Your instructions. Your answer should reproduce the full set of records exactly as given.

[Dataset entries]
::::::::

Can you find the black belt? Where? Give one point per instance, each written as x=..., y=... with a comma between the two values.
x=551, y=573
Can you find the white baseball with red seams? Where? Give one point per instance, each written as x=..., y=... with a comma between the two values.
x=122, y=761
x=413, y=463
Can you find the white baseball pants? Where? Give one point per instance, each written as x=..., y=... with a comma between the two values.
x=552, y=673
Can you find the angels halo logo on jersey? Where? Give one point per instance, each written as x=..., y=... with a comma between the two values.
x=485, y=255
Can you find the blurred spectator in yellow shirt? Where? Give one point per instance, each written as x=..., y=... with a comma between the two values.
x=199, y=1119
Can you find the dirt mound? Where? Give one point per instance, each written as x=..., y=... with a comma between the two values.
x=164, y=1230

::::::::

Written reply.
Can you find the black belt? Where? Give one point per instance, each written as x=..., y=... with a comma between the two values.
x=551, y=573
Can you find the white baseball with red seams? Where? Give one point per instance, each written as x=..., y=... with a comma between the two values.
x=122, y=761
x=413, y=463
Can you find the white baseball pants? Where? Give one point per instance, each written as x=..., y=... with a comma between the two values.
x=552, y=673
Can you find the angels halo logo on jersey? Where? Give one point per instance, each written as x=..., y=... with a comma between the two values.
x=485, y=255
Can you find the blurred spectator in yellow shirt? Where? Give one point per instance, each written as x=..., y=... with a comma between the two values.
x=199, y=1119
Can you find the dirt mound? Where? Give one point per instance, each written as x=..., y=... with a comma between the two values.
x=164, y=1230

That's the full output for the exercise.